The problem: Restate the listing that follows word for word, without its pictures.

Excerpted records:
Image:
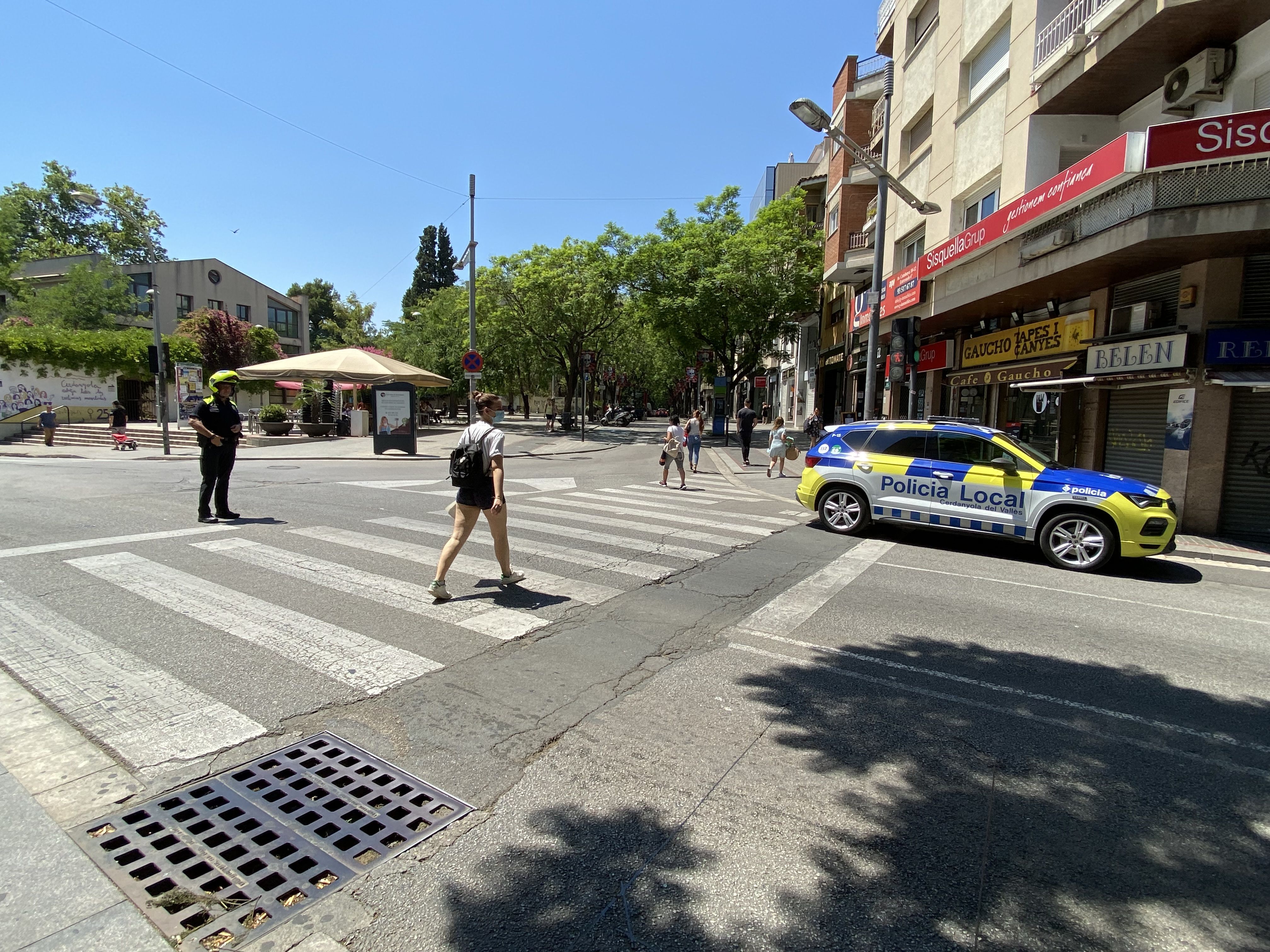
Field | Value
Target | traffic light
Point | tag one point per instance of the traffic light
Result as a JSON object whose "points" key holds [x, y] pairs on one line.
{"points": [[153, 356]]}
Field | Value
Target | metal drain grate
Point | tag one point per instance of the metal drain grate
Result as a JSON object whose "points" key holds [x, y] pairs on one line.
{"points": [[232, 857]]}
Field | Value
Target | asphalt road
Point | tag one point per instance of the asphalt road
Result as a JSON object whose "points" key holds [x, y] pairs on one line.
{"points": [[732, 730]]}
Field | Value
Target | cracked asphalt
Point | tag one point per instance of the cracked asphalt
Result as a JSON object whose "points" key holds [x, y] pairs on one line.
{"points": [[962, 740]]}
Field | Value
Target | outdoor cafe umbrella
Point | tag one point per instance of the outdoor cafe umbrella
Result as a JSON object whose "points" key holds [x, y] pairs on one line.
{"points": [[348, 366]]}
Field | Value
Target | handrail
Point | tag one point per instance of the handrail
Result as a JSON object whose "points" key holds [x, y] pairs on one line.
{"points": [[1070, 20]]}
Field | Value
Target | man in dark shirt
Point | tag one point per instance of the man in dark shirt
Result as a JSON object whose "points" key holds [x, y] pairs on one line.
{"points": [[746, 428], [219, 428]]}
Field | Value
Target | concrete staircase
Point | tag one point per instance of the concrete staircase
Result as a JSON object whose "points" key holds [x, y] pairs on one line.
{"points": [[96, 434]]}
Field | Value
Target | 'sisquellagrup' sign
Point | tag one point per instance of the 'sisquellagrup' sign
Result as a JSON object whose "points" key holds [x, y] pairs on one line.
{"points": [[1210, 140]]}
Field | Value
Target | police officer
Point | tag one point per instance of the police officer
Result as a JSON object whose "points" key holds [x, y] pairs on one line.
{"points": [[219, 428]]}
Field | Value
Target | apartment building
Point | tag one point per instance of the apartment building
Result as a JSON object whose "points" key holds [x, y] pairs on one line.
{"points": [[1098, 277]]}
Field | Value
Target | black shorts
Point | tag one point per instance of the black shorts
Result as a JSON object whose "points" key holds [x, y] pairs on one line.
{"points": [[481, 497]]}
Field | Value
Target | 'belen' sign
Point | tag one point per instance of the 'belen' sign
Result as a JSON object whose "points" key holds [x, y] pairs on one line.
{"points": [[1210, 140]]}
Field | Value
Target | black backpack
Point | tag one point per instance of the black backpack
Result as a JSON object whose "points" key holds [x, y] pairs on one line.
{"points": [[468, 465]]}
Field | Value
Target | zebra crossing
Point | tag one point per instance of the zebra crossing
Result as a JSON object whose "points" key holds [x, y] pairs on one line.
{"points": [[336, 612]]}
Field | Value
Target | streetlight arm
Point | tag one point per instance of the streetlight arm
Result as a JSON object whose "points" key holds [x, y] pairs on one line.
{"points": [[867, 159]]}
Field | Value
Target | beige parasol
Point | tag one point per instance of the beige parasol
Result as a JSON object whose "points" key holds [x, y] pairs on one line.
{"points": [[348, 366]]}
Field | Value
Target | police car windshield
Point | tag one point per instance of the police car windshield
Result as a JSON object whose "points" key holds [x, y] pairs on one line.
{"points": [[1033, 452]]}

Task output:
Image:
Field | Value
Target | traffic light
Point | tag one point per instance of the traffic light
Result as a JSON object whose "points" key holds [x, y] pairs on one line.
{"points": [[153, 356]]}
Field | Value
Target | metal drain grate
Point | tag one point per instance of the metal drain grate
Result as a JSON object whose "points" key holds [x, y] pairs on one line.
{"points": [[232, 857]]}
Field | Value
Target | asphalt road
Point | tag one point per instance of the asphalt road
Result as a JSON object whose "points" key holds [x, y] pairs on one line.
{"points": [[732, 730]]}
Field | Value
Target | cracked asphalt
Point | tag one point per instance of the cracked asphalt
Result as a JSON object whose "points" key holds [x, y] pairs on one line.
{"points": [[962, 740]]}
Field | Value
Target | outdoor cafe umbrella
Point | tag one point per instance of the outdoor cafe umbrella
Result as a JSON object whose "points" key holds [x, y] pairs on one line.
{"points": [[348, 366]]}
Field | Value
Target | handrail
Point | tag one point per instance of the handrail
Result as a JSON object whose "points" key holds [x, y] pairs on one line.
{"points": [[1070, 20]]}
Field | Value
Target | man in dark shirt
Point | tag one point per instance of the man in dark shirt
Result as a JSON object whose "points" key holds [x, y] pairs on one line.
{"points": [[746, 428], [219, 428]]}
Field | Value
Target | concrete staircase
Point | tag one point per instance of the concrete staircase
Result as a JSON object whose "points" key holds [x, y] pairs on one line.
{"points": [[96, 434]]}
Field | Value
Target | 'sisquellagrup' sign
Point | tag one point per instance of the 'sisquellagrup' sign
Result as a JSON object whose "points" key holds [x, y] pairs on one line.
{"points": [[1210, 140]]}
Field | Value
Target | police officer
Point | tag one point per instance of the police officer
Result as a JSON object whose "points" key holds [x, y] pairs on one line.
{"points": [[219, 428]]}
Field | Value
Target | apartment building
Point | tag one point per instance of the apartment building
Result as a JSON object whose "points" key holds [x, y] pairs on one line.
{"points": [[1098, 277]]}
Field | Value
Target | black shorts
Point | tag one point per instance of the black shorts
Result as a JSON object whose "points" key holds [x, y] pairs on one line.
{"points": [[481, 497]]}
Field | Value
Target | 'belen' sign
Point | tag one point per instance of the 'belen' sign
Result as a JSON object whose "points" key holds [x, y] pairs on one line.
{"points": [[1210, 140]]}
Field | Value
Target | black backpack
Point | tag one point per instance of the black backpack
Result as a JSON object whose "points" key holds [x, y] pairs on one line.
{"points": [[468, 465]]}
Field | Value
Target | zebra crossing
Point | tag one point per instance of the zebra crossing
Result as a JSON object whose "points" key holds [x, y] pairs on one line.
{"points": [[336, 612]]}
Field | Value
Target | streetlight arm
Point | tag one point per instance of the streetlight arm
Result as a JSON object whose "points" key holds [x, y] pairs on one line.
{"points": [[867, 159]]}
Field | Value
Target | beige parasol
Point | tag one point per instance of the beige parasol
Result as a JSON object whose "points" key holds [x, y] pairs on one line.
{"points": [[348, 366]]}
Field | Value
Target | police car windshield
Point | tag one point per instance of the police car windshield
Result as a JSON object whose "points" key holds [x, y] pairs on one line.
{"points": [[1033, 452]]}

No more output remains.